Dataset entries:

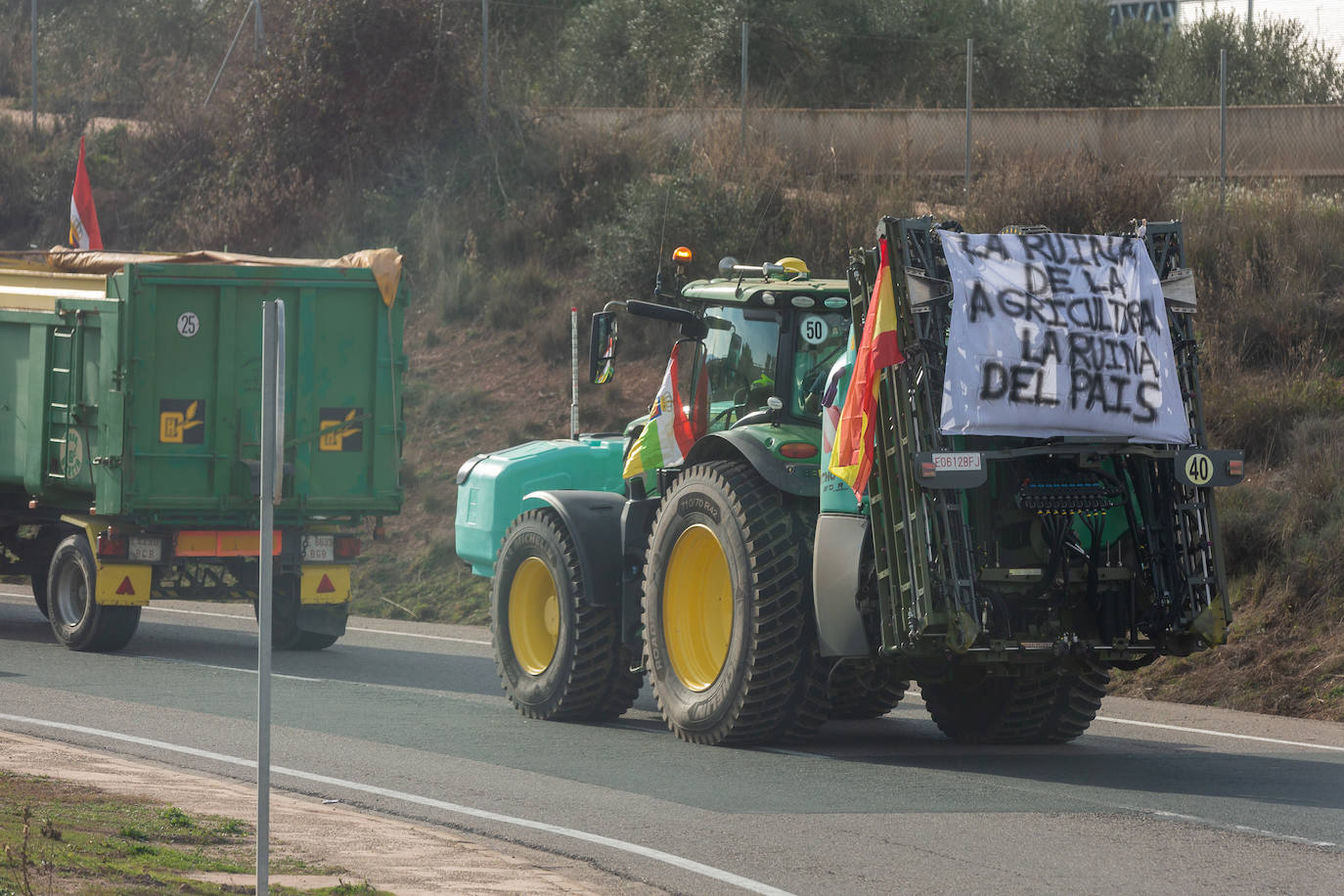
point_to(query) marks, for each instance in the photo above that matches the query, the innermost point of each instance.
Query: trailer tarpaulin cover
(386, 263)
(1056, 335)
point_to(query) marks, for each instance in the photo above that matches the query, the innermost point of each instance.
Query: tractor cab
(758, 342)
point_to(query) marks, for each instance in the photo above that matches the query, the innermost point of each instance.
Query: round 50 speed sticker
(813, 330)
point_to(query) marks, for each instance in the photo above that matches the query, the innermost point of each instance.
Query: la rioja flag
(83, 216)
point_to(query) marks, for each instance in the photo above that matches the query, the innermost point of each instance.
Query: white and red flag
(83, 216)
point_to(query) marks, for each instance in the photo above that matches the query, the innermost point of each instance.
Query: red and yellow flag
(877, 349)
(83, 216)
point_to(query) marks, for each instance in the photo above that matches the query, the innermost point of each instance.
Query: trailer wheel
(1045, 705)
(1077, 700)
(77, 619)
(865, 690)
(560, 657)
(729, 639)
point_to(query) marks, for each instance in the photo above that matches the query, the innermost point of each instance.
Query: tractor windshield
(740, 353)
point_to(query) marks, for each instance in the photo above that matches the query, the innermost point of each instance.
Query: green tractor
(710, 547)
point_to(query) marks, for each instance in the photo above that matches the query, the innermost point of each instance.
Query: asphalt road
(409, 719)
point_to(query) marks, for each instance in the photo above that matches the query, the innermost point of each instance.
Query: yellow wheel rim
(697, 607)
(534, 615)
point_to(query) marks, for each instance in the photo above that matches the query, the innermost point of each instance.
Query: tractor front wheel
(560, 655)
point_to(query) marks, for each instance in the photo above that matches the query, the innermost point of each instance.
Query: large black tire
(865, 690)
(560, 657)
(77, 619)
(729, 636)
(1045, 705)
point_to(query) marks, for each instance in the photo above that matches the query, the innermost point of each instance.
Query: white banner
(1058, 335)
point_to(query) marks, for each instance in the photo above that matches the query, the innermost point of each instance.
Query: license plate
(319, 548)
(146, 550)
(945, 461)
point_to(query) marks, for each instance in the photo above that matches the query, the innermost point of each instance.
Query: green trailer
(130, 432)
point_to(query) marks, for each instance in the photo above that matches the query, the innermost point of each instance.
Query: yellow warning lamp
(682, 255)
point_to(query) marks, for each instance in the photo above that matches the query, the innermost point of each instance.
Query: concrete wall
(1285, 141)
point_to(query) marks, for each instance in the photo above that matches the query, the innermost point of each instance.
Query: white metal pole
(34, 66)
(485, 54)
(744, 55)
(970, 58)
(1222, 129)
(574, 373)
(272, 411)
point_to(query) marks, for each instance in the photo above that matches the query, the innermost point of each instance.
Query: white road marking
(201, 612)
(210, 665)
(399, 634)
(647, 852)
(1239, 829)
(416, 634)
(1219, 734)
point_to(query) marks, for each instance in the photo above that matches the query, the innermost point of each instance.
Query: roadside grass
(60, 837)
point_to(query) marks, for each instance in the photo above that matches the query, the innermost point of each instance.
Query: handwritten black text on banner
(1058, 335)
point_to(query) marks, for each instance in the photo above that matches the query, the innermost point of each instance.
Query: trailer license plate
(147, 550)
(945, 461)
(319, 548)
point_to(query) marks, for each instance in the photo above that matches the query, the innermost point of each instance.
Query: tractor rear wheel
(77, 618)
(865, 690)
(729, 637)
(560, 655)
(1043, 705)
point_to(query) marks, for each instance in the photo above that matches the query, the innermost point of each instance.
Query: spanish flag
(83, 216)
(877, 349)
(668, 435)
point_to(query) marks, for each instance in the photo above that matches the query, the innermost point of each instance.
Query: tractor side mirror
(603, 348)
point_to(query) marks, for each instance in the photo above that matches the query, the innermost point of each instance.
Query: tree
(1271, 64)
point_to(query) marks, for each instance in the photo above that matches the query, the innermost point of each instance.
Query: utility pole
(485, 54)
(742, 139)
(34, 66)
(261, 32)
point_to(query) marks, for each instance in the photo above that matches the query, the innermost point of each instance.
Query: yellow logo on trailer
(179, 422)
(340, 431)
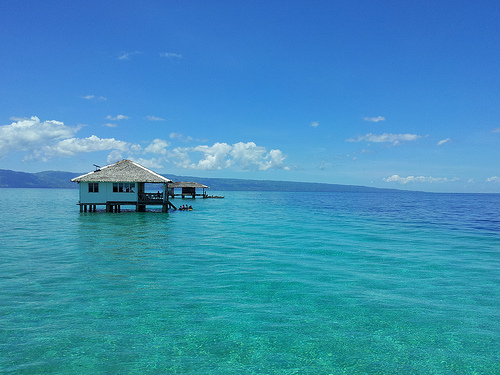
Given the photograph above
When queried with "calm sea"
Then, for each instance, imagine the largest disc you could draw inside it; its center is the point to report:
(256, 283)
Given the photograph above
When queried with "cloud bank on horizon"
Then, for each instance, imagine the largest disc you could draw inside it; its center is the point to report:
(44, 140)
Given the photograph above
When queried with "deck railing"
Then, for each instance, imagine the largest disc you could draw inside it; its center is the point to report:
(145, 197)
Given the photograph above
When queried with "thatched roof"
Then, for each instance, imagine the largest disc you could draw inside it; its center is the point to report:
(187, 184)
(122, 171)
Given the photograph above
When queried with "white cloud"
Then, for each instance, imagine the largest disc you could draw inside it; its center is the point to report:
(443, 141)
(170, 55)
(214, 157)
(180, 137)
(395, 139)
(117, 118)
(158, 146)
(374, 119)
(154, 118)
(31, 135)
(405, 180)
(127, 55)
(246, 156)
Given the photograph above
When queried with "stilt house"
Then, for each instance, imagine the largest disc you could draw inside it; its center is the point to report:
(119, 184)
(188, 189)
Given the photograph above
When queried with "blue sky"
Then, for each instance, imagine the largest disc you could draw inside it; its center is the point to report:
(377, 93)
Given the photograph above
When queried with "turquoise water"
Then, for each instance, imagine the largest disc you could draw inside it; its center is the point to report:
(256, 283)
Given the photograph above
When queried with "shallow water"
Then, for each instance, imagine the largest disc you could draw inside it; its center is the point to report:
(256, 283)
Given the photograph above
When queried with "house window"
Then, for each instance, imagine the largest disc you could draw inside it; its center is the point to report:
(93, 187)
(123, 187)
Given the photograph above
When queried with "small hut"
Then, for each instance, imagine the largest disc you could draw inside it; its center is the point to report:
(119, 184)
(188, 189)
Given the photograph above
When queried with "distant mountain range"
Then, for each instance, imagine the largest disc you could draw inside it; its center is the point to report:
(56, 179)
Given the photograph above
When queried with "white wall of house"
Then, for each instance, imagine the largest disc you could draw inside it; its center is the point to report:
(106, 193)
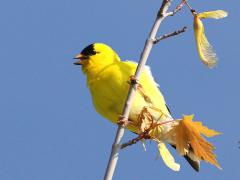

• EXERCISE OBJECTIVE:
Each line above that contains the word "water" should be copied.

• EXPECTED ANSWER:
When queried with "turquoise water"
When queried with "shallow water"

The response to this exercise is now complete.